Exercise task 1 ▸ Count the lines of the listing below that contain the word "flower", and reply with that number alone.

Selected text ▸
SYRIA RUSSIA AIRSTRIKES, Tu-22M3.jpg
A handout still image taken from video footage made available 18 August 2016 on the official website of the Russian Defence Ministry shows a Russian Tu-22M3 long-range strategic bomber releasing its payload while carrying out airstrikes against the IS terrorist targets in the Deir ez-Zor province in Syria. Russian Defence Ministry reported, Russian Tu-22M3 long-range bombers and Su-34 tactical bombers based at airbases located in Russian Iran's territories carried out airstrikes over Syria.
Photograph: EPA/RUSSIAN DEFENCE MINISTRY PRESS SERVICE / HANDOUT

Fresh airstrikes were launched in northern Syria's Aleppo province Tuesday, hours after 18 trucks in a UN humanitarian aid convoy were hit in an attack in the area that could amount to a "war crime," according to the top UN official.

Fresh fighting also took place between ground forces in the northern province, according to the Britain-based Syrian Observatory for Human Rights.

The US said it was still unclear if it was a Russian or a Syrian plane that hit the 31-truck UN aid convoy late Monday, but officials placed the blame on Moscow, a key ally of Syrian President Bashar al-Assad.

The input ▸
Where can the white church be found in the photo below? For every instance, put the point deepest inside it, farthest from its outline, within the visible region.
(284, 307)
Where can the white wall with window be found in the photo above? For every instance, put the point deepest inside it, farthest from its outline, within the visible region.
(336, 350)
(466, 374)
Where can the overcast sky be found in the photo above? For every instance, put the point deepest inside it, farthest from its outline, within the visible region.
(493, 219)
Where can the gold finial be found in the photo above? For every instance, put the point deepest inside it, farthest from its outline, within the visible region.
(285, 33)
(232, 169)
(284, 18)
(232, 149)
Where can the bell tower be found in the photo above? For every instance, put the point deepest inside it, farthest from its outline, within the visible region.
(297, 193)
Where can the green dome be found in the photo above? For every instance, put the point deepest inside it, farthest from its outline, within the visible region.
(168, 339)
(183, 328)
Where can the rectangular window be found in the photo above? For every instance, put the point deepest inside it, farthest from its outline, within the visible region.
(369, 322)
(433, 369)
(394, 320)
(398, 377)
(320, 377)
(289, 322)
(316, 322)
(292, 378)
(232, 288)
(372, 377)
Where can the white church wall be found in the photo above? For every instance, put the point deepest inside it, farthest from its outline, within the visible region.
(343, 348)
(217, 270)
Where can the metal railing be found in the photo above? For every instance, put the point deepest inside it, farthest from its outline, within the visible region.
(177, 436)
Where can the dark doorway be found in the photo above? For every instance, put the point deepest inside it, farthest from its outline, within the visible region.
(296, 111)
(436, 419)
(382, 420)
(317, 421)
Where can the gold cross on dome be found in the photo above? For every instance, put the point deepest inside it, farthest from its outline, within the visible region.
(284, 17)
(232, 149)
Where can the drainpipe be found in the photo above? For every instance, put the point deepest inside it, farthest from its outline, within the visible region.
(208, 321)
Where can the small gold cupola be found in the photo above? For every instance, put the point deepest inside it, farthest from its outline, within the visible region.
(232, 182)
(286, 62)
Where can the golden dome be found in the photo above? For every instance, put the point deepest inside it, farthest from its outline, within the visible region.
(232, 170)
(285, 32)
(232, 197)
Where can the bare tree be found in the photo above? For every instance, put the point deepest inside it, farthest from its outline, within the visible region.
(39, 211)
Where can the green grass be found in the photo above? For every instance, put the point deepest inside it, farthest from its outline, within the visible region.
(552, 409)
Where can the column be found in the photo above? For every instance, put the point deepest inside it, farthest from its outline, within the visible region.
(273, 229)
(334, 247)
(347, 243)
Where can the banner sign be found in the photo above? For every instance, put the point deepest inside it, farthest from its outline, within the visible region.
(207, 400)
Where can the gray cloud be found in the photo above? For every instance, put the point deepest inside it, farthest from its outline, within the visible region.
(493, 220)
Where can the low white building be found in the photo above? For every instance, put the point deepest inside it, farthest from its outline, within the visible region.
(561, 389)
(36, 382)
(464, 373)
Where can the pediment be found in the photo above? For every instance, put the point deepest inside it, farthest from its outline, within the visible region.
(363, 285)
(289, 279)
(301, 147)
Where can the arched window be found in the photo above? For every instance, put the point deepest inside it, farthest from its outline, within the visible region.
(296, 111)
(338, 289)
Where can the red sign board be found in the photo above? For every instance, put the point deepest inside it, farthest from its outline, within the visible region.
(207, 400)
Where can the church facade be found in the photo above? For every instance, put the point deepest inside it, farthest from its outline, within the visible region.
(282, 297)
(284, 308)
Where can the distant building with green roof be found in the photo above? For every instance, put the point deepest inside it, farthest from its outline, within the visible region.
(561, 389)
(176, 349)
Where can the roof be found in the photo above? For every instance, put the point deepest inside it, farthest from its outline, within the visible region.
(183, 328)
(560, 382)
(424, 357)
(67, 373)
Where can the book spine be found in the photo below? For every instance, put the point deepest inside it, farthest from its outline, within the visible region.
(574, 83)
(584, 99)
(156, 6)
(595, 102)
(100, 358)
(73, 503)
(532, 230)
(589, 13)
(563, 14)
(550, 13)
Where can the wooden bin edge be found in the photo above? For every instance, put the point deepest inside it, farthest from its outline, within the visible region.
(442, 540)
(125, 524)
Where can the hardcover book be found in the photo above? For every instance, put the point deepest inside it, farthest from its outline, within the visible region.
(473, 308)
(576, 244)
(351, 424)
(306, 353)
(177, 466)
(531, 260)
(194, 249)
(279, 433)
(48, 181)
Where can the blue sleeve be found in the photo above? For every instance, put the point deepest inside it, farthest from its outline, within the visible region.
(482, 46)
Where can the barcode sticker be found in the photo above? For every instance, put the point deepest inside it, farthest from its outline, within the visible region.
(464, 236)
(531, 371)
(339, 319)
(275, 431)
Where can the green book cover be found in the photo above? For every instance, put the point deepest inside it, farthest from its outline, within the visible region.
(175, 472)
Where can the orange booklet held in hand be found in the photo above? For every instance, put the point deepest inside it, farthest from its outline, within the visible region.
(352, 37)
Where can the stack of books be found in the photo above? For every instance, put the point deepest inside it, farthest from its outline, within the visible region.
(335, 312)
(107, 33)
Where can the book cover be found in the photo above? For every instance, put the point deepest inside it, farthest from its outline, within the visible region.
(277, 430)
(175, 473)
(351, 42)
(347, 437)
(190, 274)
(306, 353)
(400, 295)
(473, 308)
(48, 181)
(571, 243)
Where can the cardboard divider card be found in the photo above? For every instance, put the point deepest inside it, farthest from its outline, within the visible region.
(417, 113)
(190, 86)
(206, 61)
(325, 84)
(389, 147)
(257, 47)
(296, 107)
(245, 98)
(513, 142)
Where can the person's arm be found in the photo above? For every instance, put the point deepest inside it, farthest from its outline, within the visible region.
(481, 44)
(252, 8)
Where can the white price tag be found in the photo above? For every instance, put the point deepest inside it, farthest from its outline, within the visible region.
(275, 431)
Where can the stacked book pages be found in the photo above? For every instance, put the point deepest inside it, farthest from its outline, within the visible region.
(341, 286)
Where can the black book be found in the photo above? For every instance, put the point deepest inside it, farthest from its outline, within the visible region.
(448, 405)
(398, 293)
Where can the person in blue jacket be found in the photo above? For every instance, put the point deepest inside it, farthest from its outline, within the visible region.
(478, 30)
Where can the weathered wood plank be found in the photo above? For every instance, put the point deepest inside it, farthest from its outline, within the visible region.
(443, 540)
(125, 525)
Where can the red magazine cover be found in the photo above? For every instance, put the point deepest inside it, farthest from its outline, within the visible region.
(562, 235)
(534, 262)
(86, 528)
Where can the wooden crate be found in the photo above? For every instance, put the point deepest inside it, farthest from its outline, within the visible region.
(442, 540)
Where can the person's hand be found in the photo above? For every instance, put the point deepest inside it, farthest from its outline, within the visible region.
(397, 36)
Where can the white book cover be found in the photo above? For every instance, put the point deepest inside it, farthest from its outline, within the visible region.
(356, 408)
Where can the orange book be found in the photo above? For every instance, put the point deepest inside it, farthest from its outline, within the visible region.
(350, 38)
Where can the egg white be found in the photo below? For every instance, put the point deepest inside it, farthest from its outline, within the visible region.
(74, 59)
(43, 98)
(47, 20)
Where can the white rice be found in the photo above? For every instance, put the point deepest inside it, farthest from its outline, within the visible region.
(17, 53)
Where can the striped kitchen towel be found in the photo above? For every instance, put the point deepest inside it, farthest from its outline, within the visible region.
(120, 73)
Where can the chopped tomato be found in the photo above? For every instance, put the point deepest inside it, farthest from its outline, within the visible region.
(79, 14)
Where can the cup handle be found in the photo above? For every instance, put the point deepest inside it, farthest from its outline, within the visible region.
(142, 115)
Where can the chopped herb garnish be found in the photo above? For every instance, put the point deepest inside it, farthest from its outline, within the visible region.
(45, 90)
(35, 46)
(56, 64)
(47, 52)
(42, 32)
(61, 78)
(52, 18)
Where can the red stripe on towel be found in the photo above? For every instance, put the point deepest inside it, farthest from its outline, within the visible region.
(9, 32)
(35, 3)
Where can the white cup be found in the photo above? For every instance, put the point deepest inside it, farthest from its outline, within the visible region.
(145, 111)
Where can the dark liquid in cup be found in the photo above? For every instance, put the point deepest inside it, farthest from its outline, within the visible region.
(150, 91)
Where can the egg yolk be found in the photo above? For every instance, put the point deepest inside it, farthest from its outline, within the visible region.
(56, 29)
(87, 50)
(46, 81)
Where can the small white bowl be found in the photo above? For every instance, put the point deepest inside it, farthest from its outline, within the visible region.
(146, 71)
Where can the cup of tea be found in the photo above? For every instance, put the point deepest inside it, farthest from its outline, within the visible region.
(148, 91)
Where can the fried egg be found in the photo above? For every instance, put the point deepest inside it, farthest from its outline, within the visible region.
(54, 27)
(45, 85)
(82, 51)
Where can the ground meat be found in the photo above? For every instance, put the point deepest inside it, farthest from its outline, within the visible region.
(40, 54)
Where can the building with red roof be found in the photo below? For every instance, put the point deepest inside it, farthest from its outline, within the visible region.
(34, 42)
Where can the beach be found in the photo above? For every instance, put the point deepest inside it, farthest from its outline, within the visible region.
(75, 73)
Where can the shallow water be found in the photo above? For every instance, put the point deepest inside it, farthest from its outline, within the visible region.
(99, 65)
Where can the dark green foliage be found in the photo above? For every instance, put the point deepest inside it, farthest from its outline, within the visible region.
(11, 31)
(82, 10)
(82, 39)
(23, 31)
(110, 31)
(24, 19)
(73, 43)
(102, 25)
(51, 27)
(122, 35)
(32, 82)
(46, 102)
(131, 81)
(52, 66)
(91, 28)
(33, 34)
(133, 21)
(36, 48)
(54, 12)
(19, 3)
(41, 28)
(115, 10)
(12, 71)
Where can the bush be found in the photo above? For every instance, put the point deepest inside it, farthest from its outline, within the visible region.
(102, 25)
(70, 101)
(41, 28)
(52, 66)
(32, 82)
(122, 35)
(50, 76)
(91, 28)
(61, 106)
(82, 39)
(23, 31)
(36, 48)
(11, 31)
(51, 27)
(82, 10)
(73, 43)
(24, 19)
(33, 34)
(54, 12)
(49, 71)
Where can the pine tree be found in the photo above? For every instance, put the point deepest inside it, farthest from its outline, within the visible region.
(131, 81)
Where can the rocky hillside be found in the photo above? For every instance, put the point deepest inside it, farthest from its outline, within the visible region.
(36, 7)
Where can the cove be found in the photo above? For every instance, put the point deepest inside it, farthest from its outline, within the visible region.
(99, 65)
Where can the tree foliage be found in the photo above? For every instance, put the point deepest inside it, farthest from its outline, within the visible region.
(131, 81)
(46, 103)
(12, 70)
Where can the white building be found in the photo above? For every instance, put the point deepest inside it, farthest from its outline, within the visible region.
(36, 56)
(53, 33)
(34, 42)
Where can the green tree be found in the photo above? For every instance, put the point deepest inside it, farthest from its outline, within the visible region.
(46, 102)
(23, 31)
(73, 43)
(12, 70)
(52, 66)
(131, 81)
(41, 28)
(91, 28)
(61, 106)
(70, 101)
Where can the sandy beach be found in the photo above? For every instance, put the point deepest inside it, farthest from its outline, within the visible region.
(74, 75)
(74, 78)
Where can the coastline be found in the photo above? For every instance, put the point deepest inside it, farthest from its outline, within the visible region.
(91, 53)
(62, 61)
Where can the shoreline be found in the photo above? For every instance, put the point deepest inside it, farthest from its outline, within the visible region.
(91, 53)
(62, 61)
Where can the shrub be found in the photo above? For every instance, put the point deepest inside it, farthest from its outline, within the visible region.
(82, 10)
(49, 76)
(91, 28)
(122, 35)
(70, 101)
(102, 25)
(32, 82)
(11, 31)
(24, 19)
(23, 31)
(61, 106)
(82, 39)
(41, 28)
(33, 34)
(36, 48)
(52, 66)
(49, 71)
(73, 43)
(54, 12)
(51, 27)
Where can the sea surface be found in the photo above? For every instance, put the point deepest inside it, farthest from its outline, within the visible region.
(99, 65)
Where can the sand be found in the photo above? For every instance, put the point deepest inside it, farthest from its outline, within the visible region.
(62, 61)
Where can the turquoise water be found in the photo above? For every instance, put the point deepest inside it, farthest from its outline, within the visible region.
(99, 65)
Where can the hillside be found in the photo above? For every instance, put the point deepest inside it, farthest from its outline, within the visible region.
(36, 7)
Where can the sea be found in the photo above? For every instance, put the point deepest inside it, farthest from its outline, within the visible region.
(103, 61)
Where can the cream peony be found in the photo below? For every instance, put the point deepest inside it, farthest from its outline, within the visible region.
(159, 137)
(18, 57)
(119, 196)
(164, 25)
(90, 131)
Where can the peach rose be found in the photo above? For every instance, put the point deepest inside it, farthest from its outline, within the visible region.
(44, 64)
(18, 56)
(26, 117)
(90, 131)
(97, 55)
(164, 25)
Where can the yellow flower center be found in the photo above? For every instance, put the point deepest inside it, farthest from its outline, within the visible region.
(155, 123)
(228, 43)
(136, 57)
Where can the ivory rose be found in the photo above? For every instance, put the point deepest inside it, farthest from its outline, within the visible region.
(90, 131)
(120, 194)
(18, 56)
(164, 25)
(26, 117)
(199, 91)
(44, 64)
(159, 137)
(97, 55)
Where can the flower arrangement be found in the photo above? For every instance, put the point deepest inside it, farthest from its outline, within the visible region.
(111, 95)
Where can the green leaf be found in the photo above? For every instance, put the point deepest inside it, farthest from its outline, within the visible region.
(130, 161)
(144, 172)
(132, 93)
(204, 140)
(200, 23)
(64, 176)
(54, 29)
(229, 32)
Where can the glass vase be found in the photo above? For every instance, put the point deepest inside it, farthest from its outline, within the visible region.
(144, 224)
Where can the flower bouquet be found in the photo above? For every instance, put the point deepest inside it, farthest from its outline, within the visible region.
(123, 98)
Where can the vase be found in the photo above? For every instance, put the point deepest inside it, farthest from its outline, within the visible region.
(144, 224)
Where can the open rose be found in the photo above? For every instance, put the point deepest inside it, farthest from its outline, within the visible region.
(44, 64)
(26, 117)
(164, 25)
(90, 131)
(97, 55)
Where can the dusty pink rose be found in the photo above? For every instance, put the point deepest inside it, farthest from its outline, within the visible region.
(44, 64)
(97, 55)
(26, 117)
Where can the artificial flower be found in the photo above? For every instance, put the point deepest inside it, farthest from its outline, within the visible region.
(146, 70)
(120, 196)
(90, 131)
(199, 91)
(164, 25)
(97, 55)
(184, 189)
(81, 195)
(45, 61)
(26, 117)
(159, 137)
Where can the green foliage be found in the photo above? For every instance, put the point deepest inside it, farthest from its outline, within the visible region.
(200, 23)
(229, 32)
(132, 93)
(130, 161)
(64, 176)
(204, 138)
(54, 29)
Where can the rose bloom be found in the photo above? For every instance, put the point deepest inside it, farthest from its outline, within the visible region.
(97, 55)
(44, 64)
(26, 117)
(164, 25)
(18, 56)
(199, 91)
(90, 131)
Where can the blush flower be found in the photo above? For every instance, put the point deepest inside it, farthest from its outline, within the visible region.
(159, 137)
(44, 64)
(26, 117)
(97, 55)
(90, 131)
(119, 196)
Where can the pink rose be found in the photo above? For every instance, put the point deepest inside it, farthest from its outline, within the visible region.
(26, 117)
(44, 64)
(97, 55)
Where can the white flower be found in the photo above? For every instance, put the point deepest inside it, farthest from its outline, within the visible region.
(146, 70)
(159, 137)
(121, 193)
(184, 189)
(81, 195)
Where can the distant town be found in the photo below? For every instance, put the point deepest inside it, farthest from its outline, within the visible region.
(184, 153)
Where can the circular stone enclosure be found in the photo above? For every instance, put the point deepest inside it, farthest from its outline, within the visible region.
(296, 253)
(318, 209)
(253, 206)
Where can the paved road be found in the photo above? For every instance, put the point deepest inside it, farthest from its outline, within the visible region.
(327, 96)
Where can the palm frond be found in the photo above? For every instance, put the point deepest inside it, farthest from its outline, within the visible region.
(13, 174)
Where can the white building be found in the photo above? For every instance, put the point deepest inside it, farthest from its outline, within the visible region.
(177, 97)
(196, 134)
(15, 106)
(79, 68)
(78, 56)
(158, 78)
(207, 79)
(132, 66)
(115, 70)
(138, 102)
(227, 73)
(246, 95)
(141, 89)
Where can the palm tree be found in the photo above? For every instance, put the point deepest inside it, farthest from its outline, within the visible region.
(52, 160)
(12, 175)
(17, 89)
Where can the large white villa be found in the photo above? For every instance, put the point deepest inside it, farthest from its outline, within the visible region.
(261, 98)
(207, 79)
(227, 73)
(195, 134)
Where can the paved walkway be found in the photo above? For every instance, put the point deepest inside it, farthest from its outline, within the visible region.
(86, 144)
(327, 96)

Exercise task 2 ▸ Extend the news report above on the airstrikes in Syria's Aleppo province, picking up after its final sentence.

Exercise response 1 ▸ 6

Exercise response 2 ▸
The new wave of bloodshed comes after al-Assad's army declared the end of a week-long truce brokered by the US and Moscow. The government and the rebels traded blame over the collapse, accusing the other side of hundreds of breaches.

"If this callous attack is found to be a deliberate targeting of humanitarians, it would amount to a war crime," said Stephen O'Brien, the top UN humanitarian official, adding that the warring parties had been told about the aid convoy.

The Syrian Arab Red Crescent was also hit during Monday's strike, as was a warehouse run by the group. SARC volunteers were among the more than 35 killed in the first hours after violence resumed following the formal end of the truce.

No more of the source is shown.